[[ Source extract open ]]

But just at the moment when He seems to exalt mankind most fully, Pico’s God turns this gift of free will into the core of a potent paradox. Rather than preordaining Renaissance man to untrammeled glory, God informs him:
You shall have the power to degenerate into the lower forms of life, which are brutish [and] you shall have the power, out of your soul’s judgment, to be reborn into the higher forms, which are divine.
Although man did indeed have the capacity to ascend to the heights of heavenly beauty—Pico seems to suggest—he was also capable of plumbing the ugly depths of depravity. In fact, the two sides of human nature were closely interrelated. Angels and demons lived side by side in man’s soul, locked in a strangely captivating symbiotic relationship. It was impossible to reach for the stars unless you also had feet of clay.
In this, Pico not only explained the apparent contradictions of his own character but also expressed a vital truth about the Renaissance more generally. However tempting it may be to succumb to the temptation of viewing it as a period of cultural rebirth and artistic beauty during which men and women were impossibly civilized and sophisticated, the achievements of the Renaissance coexisted with dark, dirty, and even diabolical realities. Corrupt bankers, greedy politicians, sex-crazed priests, religious conflict, rampant disease, and lives of extravagance and excess were everywhere to be seen, and the most ghastly atrocities were perpetrated under the gaze of the statues and buildings that tourists today admire with such openmouthed adoration. Indeed, as Pico himself exemplified, it would have been all but impossible for the greatest monuments of the Renaissance to have come into being had its foremost artists, writers, and philosophers not been mired in every kind of depravity and degradation. The one depended upon the other. If the Renaissance was an age of cultural angels, it was also a period of worldly demons.
Yet precisely because it is so very easy to be seduced by the beauty and elegance of the art and literature of the Renaissance, the uglier side of the period is all too easily forgotten and overlooked. Perhaps by virtue of the Romantic aura that surrounds its cultural achievements, the titillating private lives of its artists, the sordid concerns of its patrons, and the superabundance of intolerant hatred in its streets are regularly swept under the carpet and glossed over with the illusion of unblemished perfection. At the level of historical accuracy, this tendency is unfortunate merely because it introduces a somewhat artificial separation between high culture and social realities. But at a much more human level, it is also unfortunate because it robs the period of its excitement, its vividness, and its true sense of wonder. For it is only by appreciating the seamier, grittier side of the Renaissance that the extent of its cultural achievements really becomes clear.
This book is a conscious effort to redress the balance. Looking at the hidden story behind the paintings that have come to dominate perceptions of the Renaissance in Italy, it seeks to examine anew three of the most important features of the Renaissance “story,” all of which are readily apparent in the life of Pico della Mirandola, and each of which reflects a different component in the creation of the art and culture of the age. Examining the brutal social universe of artists, the dastardly concerns of their patrons, and the unexpected prejudices that accompanied the “discovery of the world,” it shows that the Renaissance was much “uglier” than anyone might like to admit and—for precisely that reason—all the more impressive. And by the end of the journey, the Renaissance will not just appear to have been populated by angels and demons; it will never seem the same again.

[[ Source extract closed ]]

_Required action 1_.
In the Renaissance passage, change "dastardly" to "questionable" and give the text again from "This book is" to "the same again.".
_Required action 2_.
List the dark realities that the Renaissance passage says were everywhere to be seen in the period.
_Required action 3_.
According to the Renaissance passage, why is overlooking the uglier side of the period unfortunate at a human level?

[[ Data extracts open ]]

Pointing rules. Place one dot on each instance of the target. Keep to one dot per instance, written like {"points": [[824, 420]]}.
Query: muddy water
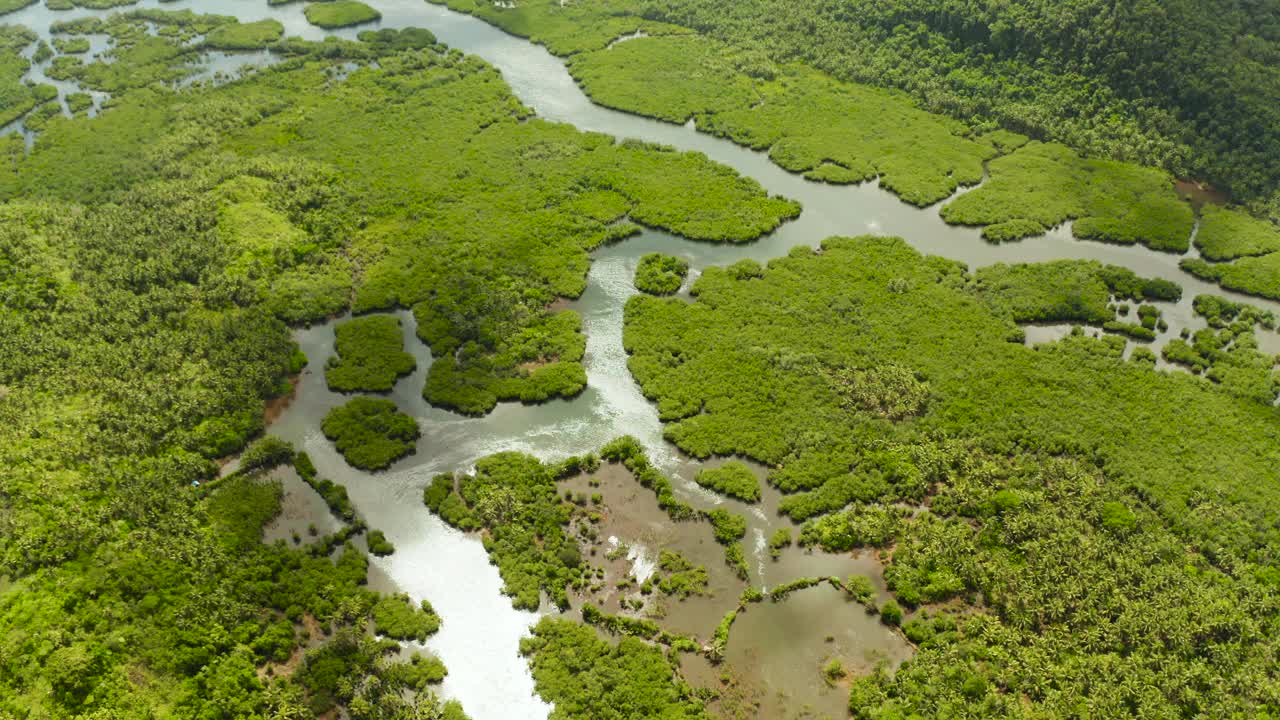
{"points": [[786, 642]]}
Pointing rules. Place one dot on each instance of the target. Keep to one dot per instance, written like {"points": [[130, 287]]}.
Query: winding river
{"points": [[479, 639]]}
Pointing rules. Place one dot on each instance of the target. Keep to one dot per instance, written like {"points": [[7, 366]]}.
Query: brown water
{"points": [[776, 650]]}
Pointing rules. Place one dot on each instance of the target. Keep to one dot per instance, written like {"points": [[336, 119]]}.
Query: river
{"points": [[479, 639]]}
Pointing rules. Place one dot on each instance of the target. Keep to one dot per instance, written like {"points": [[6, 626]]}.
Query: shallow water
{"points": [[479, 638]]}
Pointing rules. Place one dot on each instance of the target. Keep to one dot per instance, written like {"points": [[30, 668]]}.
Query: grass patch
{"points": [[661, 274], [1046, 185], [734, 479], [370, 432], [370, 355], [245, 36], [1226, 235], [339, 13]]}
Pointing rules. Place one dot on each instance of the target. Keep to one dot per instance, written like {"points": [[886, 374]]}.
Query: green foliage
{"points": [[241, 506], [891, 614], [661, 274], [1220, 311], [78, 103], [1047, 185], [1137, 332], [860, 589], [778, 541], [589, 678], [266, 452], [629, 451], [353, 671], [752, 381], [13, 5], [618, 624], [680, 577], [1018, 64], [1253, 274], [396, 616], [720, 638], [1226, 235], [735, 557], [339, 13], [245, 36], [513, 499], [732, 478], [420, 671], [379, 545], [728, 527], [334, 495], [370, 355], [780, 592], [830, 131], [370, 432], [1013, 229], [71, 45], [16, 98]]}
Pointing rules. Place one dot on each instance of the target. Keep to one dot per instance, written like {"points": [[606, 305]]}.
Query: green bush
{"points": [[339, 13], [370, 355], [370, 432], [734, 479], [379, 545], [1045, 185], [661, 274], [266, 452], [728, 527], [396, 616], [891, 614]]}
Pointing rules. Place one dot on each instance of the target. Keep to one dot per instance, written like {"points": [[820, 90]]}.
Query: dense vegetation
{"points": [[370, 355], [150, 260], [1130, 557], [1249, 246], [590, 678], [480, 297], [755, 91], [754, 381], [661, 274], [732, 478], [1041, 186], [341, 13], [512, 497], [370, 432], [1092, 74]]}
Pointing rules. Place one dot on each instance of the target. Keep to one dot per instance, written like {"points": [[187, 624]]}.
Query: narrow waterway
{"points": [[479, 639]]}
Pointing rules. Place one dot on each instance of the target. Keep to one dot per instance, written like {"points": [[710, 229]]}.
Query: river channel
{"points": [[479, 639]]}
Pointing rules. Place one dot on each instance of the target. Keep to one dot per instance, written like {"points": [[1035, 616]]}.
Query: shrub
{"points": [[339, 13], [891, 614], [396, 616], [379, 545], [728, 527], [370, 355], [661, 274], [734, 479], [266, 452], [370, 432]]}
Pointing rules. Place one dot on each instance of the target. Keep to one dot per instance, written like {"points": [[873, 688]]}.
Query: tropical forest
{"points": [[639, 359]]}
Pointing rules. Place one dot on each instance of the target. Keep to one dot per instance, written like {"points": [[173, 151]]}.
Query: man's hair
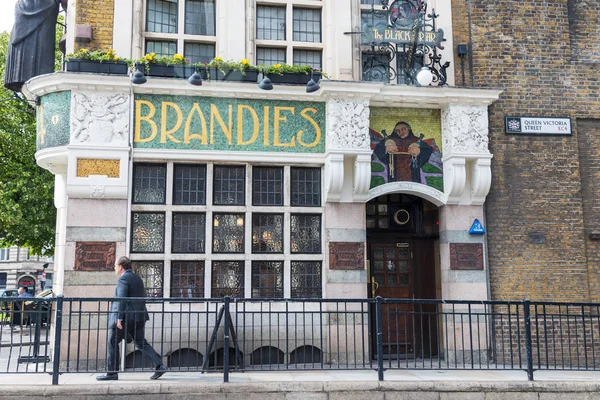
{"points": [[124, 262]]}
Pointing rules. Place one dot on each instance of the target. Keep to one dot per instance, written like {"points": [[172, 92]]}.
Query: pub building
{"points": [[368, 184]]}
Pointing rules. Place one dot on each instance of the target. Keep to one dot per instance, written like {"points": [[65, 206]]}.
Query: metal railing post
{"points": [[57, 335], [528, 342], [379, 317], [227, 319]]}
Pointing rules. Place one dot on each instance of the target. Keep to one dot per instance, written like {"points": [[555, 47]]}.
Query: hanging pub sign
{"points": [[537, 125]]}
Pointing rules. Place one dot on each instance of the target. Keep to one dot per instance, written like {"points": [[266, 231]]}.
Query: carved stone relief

[[ Data extracts closed ]]

_Exercise output 1_.
This book is a conscious effort to redress the balance. Looking at the hidden story behind the paintings that have come to dominate perceptions of the Renaissance in Italy, it seeks to examine anew three of the most important features of the Renaissance “story,” all of which are readily apparent in the life of Pico della Mirandola, and each of which reflects a different component in the creation of the art and culture of the age. Examining the brutal social universe of artists, the questionable concerns of their patrons, and the unexpected prejudices that accompanied the “discovery of the world,” it shows that the Renaissance was much “uglier” than anyone might like to admit and—for precisely that reason—all the more impressive. And by the end of the journey, the Renaissance will not just appear to have been populated by angels and demons; it will never seem the same again.

_Exercise output 2_.
- Corrupt bankers
- Greedy politicians
- Sex-crazed priests
- Religious conflict
- Rampant disease
- Lives of extravagance and excess

_Exercise output 3_.
It robs the period of its excitement, its vividness, and its true sense of wonder. Only by appreciating the seamier, grittier side of the Renaissance does the extent of its cultural achievements really become clear.